Raw records:
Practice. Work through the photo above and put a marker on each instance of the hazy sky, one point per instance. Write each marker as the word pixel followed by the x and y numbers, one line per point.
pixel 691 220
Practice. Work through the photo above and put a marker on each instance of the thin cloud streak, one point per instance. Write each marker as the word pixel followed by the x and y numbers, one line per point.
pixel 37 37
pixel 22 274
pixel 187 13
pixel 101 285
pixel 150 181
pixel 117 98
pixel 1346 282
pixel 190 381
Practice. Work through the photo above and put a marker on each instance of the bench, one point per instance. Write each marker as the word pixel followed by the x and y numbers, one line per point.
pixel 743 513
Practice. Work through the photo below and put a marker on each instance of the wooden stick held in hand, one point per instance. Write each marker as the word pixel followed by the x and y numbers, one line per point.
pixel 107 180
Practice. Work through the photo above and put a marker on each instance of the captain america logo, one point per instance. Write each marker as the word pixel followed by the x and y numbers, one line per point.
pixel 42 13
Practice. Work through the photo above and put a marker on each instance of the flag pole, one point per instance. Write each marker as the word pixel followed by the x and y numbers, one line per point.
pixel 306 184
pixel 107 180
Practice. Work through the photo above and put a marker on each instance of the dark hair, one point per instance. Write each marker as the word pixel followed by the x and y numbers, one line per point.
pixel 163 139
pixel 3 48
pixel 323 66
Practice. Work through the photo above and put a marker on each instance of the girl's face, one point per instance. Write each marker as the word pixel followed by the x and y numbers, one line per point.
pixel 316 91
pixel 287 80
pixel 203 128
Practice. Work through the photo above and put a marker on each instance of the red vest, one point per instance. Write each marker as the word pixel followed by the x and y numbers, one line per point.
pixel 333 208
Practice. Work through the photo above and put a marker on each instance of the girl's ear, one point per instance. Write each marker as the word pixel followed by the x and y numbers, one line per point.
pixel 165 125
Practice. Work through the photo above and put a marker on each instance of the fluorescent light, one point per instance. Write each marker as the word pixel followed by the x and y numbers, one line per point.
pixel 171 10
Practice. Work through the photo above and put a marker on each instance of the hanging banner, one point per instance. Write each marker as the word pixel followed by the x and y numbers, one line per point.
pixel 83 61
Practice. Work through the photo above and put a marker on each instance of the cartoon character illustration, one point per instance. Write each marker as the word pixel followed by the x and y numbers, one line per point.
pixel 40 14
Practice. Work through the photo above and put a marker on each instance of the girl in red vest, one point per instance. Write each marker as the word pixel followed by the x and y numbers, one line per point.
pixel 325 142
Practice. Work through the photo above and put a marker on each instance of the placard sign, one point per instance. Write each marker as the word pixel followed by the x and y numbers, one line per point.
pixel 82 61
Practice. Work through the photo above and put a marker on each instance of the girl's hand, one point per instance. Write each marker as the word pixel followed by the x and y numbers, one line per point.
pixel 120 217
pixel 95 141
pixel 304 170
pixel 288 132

Given problem: Copy all the rows above again, swapping each "instance" for "occurrence" and keeping everything else the same.

Completed task:
Practice. Work through the photo above and put a marker on each occurrence of the hazy sky, one point per occurrence. Write each marker as the word pixel followed by the x and y numbers, one line per point.
pixel 691 220
Practice. Work through the photo above and put a marker on each occurrence of the thin cloud streak, one point per occurrence. Write each marker as the word pixel followed by the x and y numbers, one line per point.
pixel 37 37
pixel 22 274
pixel 187 13
pixel 101 285
pixel 150 181
pixel 117 98
pixel 1346 282
pixel 190 381
Practice. Work through the photo above and put a marker on each occurrence of the bench, one point per occurrence. Write each marker as the word pixel followed by the x and y numbers, one line per point.
pixel 743 513
Practice. Work through the photo below and put a marker on each occurrence of the wooden stick held in hand, one point per occurrence. Write each marker as the word pixel followed by the x and y numbers, one line per point.
pixel 107 180
Practice. Work through the photo above and put a marker on each occurrence of the captain america logo, one point per occurrence. Write each marker as the word pixel followed by the x and y numbers, one line per point.
pixel 42 13
Practice. Work through the photo above and put a marker on each occurrence of the flag pole, one point per occurrence. Write each marker as the word pixel followed by the x and y numbers, one line per point.
pixel 306 184
pixel 107 180
Practice. Work through the photo above and put a marker on each occurrence of the dark hair, one point per occurrence. Write each marker as the word pixel followed by the x and y numbers, one line per point.
pixel 163 139
pixel 3 48
pixel 323 66
Practice. Work through the photo above and put a marker on each occurrence of the girl's face, one point per occurrence. Write each marker as the word pixel followed by the x and y numbers, one line per point.
pixel 316 91
pixel 287 80
pixel 203 128
Practice. Work through the photo above and put a marker on each occurrence of the red vest, one point per occurrence. Write each marker as the word pixel followed by the x and y numbers, one line per point.
pixel 333 208
Practice. Work through the photo above and put a marker on each occurrence of the girl's ear, one point per occurrence. Write each marker as the word pixel followed by the x and y numbers, one line per point.
pixel 165 125
Practice. Work through the photo above and put a marker on each occurrence of the fluorescent light, one point per occurrence. Write each marker as the word pixel followed by the x and y numbers, one line per point.
pixel 171 10
Practice. Work through the photo above and put a marker on each occurrence of the hanging banner, one point per occurrence. Write each marker as the word pixel followed by the x and y numbers, one line per point.
pixel 83 61
Practice. Work through the photo above and put a marker on each occurrence of the cartoon character illustration, one point per occurrence. Write each marker as the word pixel followed by the x and y numbers, one line per point.
pixel 40 14
Practice. Work through the photo above and put a marker on each occurrence of the girl in red vest, one point per occurrence. Write each marker as the word pixel followed by the x and y numbers, one line per point.
pixel 325 142
Practice. Work through the photo above and put a marker on each occurrence of the placard sign, one point per occurrence. Write each marker as the word pixel followed by the x and y numbers, one line per point.
pixel 82 61
Practice. Work through the photo above and put a marker on each occurrence of the girl's hand, one point per occurrence. Write each marker as the word pixel followed by the x and y numbers, one line per point.
pixel 120 217
pixel 95 141
pixel 304 170
pixel 288 132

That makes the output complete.